DATA EXTRACT

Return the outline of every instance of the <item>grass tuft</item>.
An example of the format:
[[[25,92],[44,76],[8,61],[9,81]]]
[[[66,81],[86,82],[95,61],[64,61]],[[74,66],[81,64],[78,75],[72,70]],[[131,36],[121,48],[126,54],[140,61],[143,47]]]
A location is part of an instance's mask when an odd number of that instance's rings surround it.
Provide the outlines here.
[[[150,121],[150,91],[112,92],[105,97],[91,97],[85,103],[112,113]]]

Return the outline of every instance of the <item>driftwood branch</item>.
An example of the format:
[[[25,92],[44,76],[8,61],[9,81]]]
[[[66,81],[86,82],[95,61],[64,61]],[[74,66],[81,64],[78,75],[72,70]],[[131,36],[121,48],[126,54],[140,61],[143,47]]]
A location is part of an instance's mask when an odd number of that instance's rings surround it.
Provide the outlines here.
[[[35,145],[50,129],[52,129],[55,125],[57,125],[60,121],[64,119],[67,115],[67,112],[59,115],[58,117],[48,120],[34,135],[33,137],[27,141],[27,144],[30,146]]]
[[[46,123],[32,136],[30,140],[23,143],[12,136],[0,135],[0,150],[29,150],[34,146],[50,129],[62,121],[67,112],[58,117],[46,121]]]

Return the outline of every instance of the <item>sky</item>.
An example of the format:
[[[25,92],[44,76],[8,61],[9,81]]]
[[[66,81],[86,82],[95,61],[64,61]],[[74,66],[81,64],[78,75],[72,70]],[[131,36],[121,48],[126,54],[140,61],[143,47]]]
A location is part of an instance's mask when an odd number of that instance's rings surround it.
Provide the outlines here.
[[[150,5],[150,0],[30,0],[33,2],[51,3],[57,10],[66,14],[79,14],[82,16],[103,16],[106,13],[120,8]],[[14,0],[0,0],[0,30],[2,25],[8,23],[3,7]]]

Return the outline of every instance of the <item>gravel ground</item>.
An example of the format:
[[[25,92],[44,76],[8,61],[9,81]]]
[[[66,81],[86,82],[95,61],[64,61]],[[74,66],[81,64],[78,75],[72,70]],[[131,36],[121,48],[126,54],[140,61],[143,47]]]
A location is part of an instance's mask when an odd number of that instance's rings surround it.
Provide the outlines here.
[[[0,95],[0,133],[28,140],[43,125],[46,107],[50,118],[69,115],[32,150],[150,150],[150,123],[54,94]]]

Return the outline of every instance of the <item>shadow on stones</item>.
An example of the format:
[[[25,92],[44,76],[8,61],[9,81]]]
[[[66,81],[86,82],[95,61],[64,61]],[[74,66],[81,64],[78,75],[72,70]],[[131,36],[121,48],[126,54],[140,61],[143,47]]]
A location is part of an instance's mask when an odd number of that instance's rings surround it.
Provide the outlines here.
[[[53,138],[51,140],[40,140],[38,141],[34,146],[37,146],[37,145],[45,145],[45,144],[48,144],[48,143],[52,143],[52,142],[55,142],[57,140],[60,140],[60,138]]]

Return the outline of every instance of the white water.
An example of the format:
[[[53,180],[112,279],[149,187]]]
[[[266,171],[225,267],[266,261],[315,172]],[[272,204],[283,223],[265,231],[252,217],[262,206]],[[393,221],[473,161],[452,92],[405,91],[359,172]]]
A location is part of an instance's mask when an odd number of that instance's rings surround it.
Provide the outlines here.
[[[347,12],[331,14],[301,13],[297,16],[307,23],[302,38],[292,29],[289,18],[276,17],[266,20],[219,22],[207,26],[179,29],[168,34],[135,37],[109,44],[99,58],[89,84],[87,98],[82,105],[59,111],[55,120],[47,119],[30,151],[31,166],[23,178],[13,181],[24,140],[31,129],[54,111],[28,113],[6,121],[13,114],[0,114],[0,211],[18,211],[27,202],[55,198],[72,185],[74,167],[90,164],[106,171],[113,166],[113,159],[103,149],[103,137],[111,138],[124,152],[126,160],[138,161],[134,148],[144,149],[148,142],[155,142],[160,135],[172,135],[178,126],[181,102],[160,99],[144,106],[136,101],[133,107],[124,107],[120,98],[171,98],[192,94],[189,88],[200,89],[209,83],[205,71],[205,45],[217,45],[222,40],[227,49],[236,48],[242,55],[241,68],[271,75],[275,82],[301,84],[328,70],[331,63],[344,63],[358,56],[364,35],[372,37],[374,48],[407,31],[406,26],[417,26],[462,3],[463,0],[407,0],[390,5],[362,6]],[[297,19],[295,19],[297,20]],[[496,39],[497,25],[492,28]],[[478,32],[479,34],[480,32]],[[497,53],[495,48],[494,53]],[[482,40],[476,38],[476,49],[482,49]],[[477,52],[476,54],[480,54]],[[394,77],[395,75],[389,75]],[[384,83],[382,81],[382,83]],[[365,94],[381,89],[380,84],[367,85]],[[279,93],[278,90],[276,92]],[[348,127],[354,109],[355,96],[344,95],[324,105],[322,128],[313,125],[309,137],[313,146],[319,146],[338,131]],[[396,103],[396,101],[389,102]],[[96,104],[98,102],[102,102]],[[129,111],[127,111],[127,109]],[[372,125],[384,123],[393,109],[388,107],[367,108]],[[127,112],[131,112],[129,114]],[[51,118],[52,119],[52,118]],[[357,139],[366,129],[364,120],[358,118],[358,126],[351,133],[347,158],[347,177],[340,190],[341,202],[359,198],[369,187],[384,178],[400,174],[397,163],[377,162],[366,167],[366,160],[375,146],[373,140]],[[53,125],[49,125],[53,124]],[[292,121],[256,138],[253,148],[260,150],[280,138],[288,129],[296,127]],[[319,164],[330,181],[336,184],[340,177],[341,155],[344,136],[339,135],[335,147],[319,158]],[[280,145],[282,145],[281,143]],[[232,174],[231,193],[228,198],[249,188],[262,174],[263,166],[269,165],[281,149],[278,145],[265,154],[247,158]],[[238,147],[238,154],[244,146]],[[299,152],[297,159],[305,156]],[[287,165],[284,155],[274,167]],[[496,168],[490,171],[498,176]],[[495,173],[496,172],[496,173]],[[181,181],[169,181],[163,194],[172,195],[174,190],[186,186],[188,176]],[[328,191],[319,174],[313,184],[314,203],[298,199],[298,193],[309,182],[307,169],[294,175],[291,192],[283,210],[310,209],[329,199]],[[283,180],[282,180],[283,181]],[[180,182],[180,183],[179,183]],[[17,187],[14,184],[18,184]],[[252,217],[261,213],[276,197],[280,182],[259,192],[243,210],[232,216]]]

EXERCISE REQUIREMENTS
Copy the material above, line for line.

EXERCISE RESULT
Return the outline of every instance of the <item>grass tuft</item>.
An example of the format:
[[[25,92],[44,76],[8,61],[9,81]]]
[[[66,81],[86,82],[95,61],[64,61]],[[74,66],[81,64],[78,75],[72,70]],[[131,36],[121,48],[126,54],[140,61],[143,47]]]
A location is part of an instance's mask when an odd number of that instance's rings surround it.
Provide the outlines here.
[[[150,121],[150,91],[112,92],[105,97],[91,97],[85,103],[112,113]]]

Return the outline of every instance of the <item>driftwood branch</item>.
An example of the format:
[[[25,92],[44,76],[8,61],[9,81]]]
[[[66,81],[86,82],[95,61],[64,61]],[[74,66],[81,64],[78,75],[72,70]],[[131,36],[121,48],[126,54],[140,61],[143,47]]]
A location is part of an instance's mask when an odd number of that instance's rings surround it.
Provide the outlines here.
[[[35,145],[50,129],[52,129],[55,125],[57,125],[60,121],[64,119],[67,115],[67,112],[59,115],[58,117],[48,120],[34,135],[33,137],[27,141],[27,144],[30,146]]]
[[[46,123],[32,136],[30,140],[23,143],[12,136],[0,135],[0,150],[29,150],[34,146],[50,129],[62,121],[67,112],[58,117],[46,121]]]

Return the outline of every instance of the <item>sky</item>.
An example of the format:
[[[25,92],[44,76],[8,61],[9,81]]]
[[[66,81],[86,82],[95,61],[64,61]],[[74,66],[81,64],[78,75],[72,70]],[[131,36],[121,48],[126,54],[140,61],[143,47]]]
A location is part of an instance's mask when an odd number of that instance's rings surround it.
Provide the outlines here.
[[[150,5],[150,0],[30,0],[33,2],[51,3],[57,10],[66,14],[79,14],[82,16],[103,16],[106,13],[120,8]],[[14,0],[0,0],[0,30],[2,25],[8,23],[3,7]]]

Return the outline of every instance of the <item>gravel ground</item>.
An example of the format:
[[[25,92],[44,76],[8,61],[9,81]]]
[[[66,81],[86,82],[95,61],[64,61]],[[74,66],[81,64],[78,75],[72,70]],[[131,36],[121,48],[126,54],[140,61],[143,47]]]
A location is part of an instance's mask when an odd number of that instance's rings surround it.
Provide the outlines here.
[[[0,95],[0,133],[28,140],[43,125],[46,107],[50,118],[69,115],[32,150],[150,150],[150,123],[54,94]]]

Return the outline of every instance of the <item>shadow on stones</item>.
An example of the format:
[[[25,92],[44,76],[8,61],[9,81]]]
[[[66,81],[86,82],[95,61],[64,61]],[[74,66],[81,64],[78,75],[72,70]],[[131,36],[121,48],[126,54],[140,61],[143,47]]]
A location is part of an instance's mask when an odd number of that instance's rings surround it.
Provide the outlines here.
[[[53,138],[51,140],[40,140],[38,141],[34,146],[37,146],[37,145],[45,145],[45,144],[48,144],[48,143],[52,143],[52,142],[55,142],[57,140],[60,140],[60,138]]]

Return the outline of every instance of the white water.
An example of the format:
[[[53,180],[112,279],[149,187]]]
[[[266,171],[225,267],[266,261],[315,172]],[[272,204],[283,223],[265,231],[252,217],[262,206]],[[393,221],[473,161],[452,92],[405,91],[359,172]]]
A location is part of an instance's mask when an odd number of that instance's rings surround it.
Provide the outlines here.
[[[347,12],[331,14],[301,13],[297,16],[307,23],[302,38],[292,29],[289,18],[276,17],[266,20],[219,22],[207,26],[179,29],[168,34],[135,37],[109,44],[99,58],[89,84],[87,98],[82,105],[59,111],[55,120],[47,119],[30,151],[31,166],[23,178],[13,181],[24,140],[31,129],[54,111],[28,113],[6,121],[13,114],[0,114],[0,211],[18,211],[27,202],[55,198],[72,185],[74,167],[90,164],[106,171],[113,166],[113,159],[103,149],[103,137],[111,138],[124,152],[126,160],[138,161],[134,148],[144,149],[148,142],[155,142],[160,135],[172,135],[178,126],[181,102],[160,99],[144,106],[136,101],[133,107],[124,107],[120,98],[171,98],[192,94],[189,88],[200,89],[209,83],[205,71],[205,45],[217,45],[222,40],[227,49],[236,48],[242,55],[241,68],[271,75],[275,82],[301,84],[328,70],[331,63],[344,63],[358,56],[364,35],[372,37],[374,48],[407,31],[406,26],[417,26],[462,3],[463,0],[407,0],[390,5],[362,6]],[[297,19],[295,19],[297,20]],[[496,39],[497,25],[492,28]],[[478,32],[479,34],[480,32]],[[497,53],[495,48],[494,53]],[[482,40],[476,38],[476,49],[482,49]],[[477,52],[476,54],[480,54]],[[394,77],[395,75],[389,75]],[[384,83],[382,81],[382,83]],[[365,94],[381,89],[380,84],[367,85]],[[279,93],[278,90],[276,92]],[[348,127],[354,109],[355,96],[344,95],[324,105],[322,128],[313,125],[309,137],[313,146],[319,146],[338,131]],[[396,103],[396,101],[389,102]],[[96,104],[98,102],[102,102]],[[129,111],[127,111],[127,109]],[[372,125],[384,123],[393,109],[388,107],[367,108]],[[127,112],[131,112],[129,114]],[[51,118],[52,119],[52,118]],[[357,139],[366,129],[364,120],[358,118],[358,126],[351,133],[347,158],[347,177],[340,190],[341,202],[359,198],[369,187],[384,178],[400,174],[397,163],[377,162],[366,167],[366,160],[375,146],[373,140]],[[53,125],[49,125],[53,124]],[[292,121],[256,138],[253,148],[260,150],[280,138],[288,129],[296,127]],[[319,164],[330,181],[336,184],[340,177],[341,155],[344,136],[339,135],[335,147],[319,158]],[[280,145],[282,145],[281,143]],[[232,174],[231,193],[228,198],[249,188],[262,174],[263,166],[269,165],[281,149],[278,145],[265,154],[247,158]],[[238,147],[238,154],[244,146]],[[299,152],[297,159],[305,156]],[[287,165],[284,155],[274,167]],[[496,168],[490,171],[498,176]],[[495,173],[496,172],[496,173]],[[181,181],[169,181],[163,194],[172,195],[174,190],[186,186],[188,176]],[[328,191],[319,174],[313,184],[314,203],[298,199],[298,193],[309,182],[307,169],[294,175],[291,192],[283,210],[310,209],[329,199]],[[283,180],[282,180],[283,181]],[[180,182],[180,183],[179,183]],[[17,187],[14,184],[18,184]],[[252,217],[261,213],[276,197],[280,182],[259,192],[243,210],[232,216]]]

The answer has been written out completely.